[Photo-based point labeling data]
## BEGIN

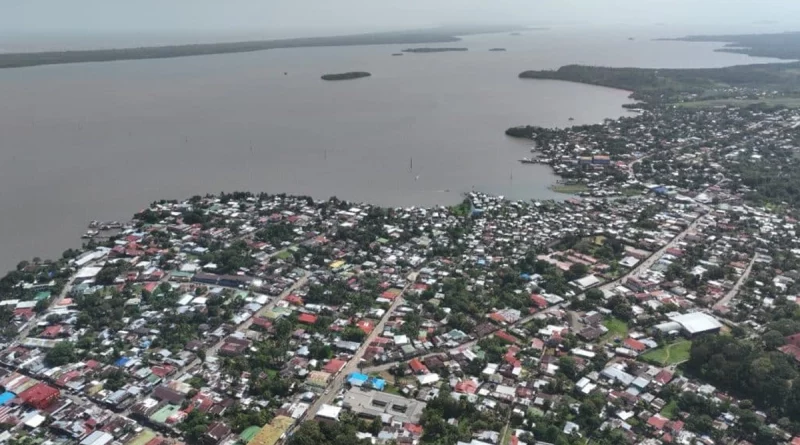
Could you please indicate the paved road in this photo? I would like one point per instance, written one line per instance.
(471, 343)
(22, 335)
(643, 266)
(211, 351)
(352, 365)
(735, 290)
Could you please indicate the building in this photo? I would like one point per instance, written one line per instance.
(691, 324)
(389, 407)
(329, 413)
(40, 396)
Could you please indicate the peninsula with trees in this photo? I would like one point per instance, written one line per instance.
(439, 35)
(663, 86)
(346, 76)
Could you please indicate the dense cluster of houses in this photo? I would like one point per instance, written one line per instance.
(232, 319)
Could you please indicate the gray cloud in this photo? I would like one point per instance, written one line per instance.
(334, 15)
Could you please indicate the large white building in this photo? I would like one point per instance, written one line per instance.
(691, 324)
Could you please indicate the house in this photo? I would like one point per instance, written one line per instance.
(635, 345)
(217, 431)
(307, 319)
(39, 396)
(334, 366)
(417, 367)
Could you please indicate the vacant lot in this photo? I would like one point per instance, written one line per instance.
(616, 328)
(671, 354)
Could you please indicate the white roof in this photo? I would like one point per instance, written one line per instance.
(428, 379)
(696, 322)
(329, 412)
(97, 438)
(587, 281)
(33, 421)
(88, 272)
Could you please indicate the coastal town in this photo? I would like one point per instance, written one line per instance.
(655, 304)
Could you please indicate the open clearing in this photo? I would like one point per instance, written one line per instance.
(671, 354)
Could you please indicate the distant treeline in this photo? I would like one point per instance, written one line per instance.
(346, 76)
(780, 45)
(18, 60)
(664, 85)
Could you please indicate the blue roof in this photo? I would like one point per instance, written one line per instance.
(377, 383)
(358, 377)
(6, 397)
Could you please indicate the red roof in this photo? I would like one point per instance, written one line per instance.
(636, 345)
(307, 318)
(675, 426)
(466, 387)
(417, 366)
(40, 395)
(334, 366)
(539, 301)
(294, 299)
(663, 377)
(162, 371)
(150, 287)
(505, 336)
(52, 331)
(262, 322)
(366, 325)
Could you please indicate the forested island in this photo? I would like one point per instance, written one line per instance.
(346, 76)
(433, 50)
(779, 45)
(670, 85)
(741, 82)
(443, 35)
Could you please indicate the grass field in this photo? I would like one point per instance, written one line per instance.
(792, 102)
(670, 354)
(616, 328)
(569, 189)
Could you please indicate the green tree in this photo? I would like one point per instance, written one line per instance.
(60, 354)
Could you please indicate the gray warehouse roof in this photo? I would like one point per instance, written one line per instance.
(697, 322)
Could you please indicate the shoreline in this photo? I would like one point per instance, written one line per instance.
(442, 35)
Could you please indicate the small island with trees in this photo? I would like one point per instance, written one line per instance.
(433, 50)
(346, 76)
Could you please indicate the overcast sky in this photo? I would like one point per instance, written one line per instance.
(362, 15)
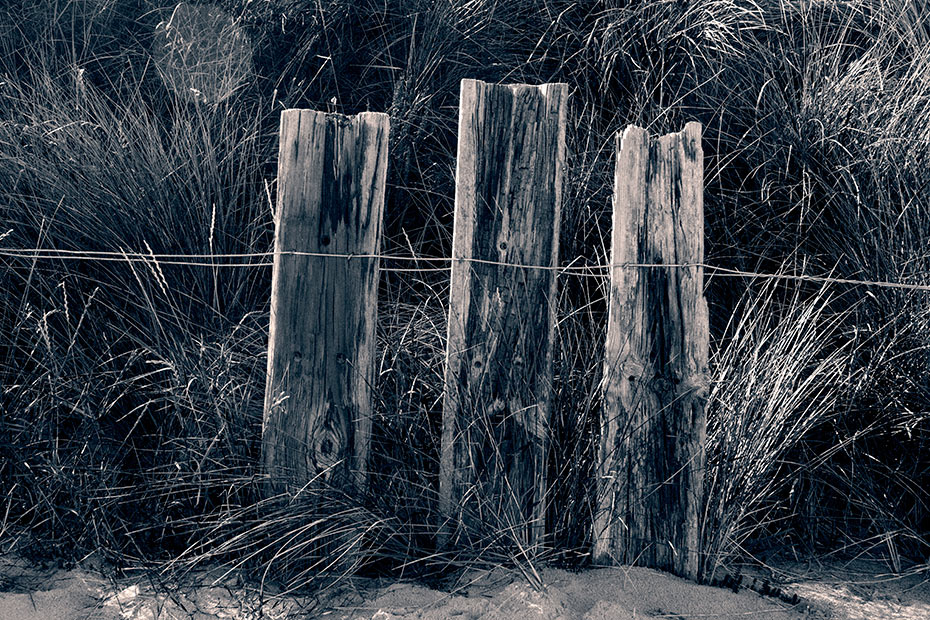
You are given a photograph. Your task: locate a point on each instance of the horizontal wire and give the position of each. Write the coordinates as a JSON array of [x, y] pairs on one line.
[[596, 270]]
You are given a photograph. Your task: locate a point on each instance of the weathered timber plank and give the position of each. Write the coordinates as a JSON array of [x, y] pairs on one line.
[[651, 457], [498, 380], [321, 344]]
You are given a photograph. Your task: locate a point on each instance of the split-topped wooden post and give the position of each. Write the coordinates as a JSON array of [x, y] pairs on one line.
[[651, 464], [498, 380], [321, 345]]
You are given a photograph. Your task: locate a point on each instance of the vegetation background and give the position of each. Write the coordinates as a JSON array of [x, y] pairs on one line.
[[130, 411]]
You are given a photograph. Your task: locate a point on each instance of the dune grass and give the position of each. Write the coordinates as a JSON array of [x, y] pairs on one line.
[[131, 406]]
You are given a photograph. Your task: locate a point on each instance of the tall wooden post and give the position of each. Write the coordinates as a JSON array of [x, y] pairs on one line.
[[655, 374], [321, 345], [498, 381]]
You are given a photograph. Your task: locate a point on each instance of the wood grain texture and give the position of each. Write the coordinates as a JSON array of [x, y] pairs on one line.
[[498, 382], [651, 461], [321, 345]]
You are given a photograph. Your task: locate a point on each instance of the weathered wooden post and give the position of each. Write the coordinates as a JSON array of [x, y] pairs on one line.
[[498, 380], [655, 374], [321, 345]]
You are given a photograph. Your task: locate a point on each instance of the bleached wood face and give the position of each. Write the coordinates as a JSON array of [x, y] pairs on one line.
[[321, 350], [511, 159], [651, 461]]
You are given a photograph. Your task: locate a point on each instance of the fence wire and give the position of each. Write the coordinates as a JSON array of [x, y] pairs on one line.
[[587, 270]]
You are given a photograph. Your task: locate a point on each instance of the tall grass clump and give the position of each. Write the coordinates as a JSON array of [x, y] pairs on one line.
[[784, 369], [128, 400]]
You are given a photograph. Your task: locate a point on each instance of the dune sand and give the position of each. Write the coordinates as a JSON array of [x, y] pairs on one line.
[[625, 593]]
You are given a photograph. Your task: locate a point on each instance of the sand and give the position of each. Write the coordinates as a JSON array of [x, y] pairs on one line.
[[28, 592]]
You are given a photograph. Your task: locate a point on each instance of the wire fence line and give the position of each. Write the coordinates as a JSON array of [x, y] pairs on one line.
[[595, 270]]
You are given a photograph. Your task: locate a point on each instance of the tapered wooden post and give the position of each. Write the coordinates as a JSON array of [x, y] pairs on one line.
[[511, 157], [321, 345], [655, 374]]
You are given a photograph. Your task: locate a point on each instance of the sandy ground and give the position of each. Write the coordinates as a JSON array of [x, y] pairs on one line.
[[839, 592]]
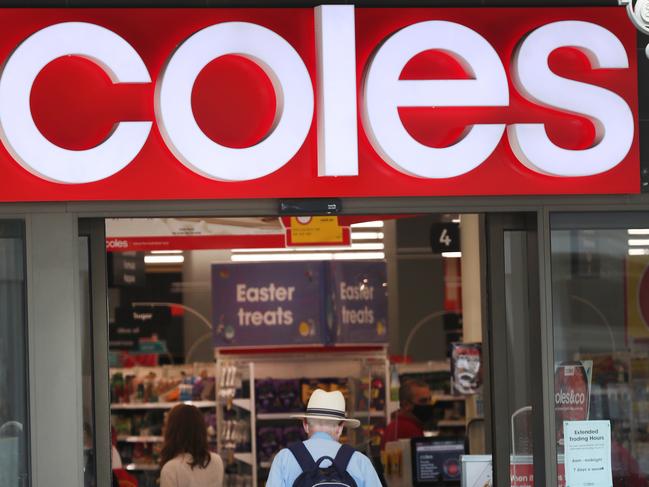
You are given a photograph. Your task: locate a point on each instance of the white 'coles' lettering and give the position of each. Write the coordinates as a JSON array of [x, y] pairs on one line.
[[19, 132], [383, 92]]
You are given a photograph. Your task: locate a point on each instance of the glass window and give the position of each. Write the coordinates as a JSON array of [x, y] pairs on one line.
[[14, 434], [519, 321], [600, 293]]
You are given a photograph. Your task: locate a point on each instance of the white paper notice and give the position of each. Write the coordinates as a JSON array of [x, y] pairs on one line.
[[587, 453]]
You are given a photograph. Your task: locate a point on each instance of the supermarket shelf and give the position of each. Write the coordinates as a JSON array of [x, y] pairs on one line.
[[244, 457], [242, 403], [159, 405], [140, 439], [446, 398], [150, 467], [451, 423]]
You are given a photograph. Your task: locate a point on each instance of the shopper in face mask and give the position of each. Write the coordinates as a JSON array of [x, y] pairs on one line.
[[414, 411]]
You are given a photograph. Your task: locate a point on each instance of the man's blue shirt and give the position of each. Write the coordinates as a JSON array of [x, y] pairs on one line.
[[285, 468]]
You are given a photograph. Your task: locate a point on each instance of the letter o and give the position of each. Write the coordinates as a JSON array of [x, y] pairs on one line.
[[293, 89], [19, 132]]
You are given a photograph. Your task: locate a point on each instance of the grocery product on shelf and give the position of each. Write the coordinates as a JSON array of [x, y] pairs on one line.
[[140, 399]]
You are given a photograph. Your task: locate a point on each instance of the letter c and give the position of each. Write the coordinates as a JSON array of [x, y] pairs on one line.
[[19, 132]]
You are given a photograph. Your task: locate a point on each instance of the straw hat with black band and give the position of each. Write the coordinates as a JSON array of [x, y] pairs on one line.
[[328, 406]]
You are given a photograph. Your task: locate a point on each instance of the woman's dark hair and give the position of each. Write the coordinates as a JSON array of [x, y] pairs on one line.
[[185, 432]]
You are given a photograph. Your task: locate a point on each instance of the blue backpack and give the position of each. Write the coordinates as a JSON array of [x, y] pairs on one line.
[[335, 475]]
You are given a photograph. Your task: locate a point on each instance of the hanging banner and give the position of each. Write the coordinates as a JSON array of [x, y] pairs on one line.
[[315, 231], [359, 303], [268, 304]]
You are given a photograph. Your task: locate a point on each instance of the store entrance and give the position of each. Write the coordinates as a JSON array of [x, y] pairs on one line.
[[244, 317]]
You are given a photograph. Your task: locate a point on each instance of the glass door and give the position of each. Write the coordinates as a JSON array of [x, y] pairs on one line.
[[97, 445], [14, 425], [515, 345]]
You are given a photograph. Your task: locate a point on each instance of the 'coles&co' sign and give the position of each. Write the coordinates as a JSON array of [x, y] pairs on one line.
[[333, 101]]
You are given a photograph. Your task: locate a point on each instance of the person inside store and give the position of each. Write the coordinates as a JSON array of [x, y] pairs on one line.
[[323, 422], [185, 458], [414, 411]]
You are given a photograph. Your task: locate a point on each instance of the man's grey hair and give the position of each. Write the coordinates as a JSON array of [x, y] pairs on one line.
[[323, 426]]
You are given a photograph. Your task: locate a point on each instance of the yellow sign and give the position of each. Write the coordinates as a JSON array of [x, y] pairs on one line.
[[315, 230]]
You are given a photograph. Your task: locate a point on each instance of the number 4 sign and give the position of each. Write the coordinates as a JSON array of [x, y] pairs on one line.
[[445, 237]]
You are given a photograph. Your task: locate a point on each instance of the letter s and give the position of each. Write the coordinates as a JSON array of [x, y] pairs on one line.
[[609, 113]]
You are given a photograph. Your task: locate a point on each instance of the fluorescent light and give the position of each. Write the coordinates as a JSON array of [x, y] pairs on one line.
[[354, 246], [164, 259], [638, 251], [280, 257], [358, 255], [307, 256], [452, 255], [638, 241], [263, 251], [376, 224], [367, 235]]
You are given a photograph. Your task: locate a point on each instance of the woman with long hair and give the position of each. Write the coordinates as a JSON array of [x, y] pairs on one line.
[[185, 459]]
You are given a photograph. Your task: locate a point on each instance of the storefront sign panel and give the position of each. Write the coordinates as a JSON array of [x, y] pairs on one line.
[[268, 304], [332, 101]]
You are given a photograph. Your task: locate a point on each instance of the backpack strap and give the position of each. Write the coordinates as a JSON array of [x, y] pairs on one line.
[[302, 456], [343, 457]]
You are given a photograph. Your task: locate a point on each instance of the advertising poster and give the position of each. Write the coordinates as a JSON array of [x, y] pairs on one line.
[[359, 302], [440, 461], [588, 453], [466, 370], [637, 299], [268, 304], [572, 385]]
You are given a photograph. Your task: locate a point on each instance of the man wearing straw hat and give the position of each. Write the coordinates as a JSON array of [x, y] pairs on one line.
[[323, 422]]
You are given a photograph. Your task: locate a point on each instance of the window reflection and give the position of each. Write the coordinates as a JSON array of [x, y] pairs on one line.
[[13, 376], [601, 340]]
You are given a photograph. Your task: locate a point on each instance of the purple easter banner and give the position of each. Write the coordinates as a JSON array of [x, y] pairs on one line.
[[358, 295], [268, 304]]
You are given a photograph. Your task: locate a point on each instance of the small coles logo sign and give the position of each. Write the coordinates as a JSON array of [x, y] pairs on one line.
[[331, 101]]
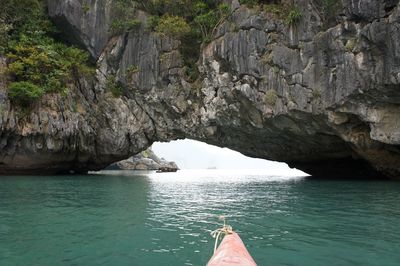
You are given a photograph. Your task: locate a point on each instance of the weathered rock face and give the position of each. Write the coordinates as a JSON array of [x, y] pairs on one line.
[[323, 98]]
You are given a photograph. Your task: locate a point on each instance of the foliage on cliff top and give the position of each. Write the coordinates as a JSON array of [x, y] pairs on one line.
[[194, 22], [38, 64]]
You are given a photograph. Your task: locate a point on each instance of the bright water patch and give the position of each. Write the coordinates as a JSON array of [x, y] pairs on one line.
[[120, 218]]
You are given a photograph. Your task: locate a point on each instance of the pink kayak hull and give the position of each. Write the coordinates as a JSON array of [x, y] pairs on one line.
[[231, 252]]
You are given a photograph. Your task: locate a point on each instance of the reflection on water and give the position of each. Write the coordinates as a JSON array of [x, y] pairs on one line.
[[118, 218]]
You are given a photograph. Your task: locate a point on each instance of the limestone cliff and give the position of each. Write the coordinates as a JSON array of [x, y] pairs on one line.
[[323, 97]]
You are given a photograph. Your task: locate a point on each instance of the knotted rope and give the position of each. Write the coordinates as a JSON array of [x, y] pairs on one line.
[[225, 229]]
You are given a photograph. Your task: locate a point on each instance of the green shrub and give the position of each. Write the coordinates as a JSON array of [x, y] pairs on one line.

## END

- **Set exercise**:
Take the lines from the one containing "of the pink" to the last line of the material above and write them out exactly.

- **Reply**:
You are given a photograph. Your task: locate a point on each instance of the pink kayak hull and give the position of each. Write the coordinates as a JSON array of [x, y] pairs on one line.
[[231, 252]]
You are given a photograph. Your task: locate a point on each instance of the reflection on water and give the position of each. Write the coordinates as a JSON array of [x, y] pairs on one line.
[[118, 218]]
You are given a photograph. Your task: locate a point on each instance of the limestone cliff and give the position of each. Write the coordinates as a JSON array of [x, y] pairs on one line.
[[323, 97]]
You are given a photograph. Your task: locate a point on each instance of the knotted rope and give the position of each. Write the coordinates as a JSON array of [x, y] pairs on one line.
[[225, 229]]
You are given a photograph. Your task: locate a point on each instance of the green shrub and give the position of each. Write the coordinates as a JSON array of [x, y] pairs on one line.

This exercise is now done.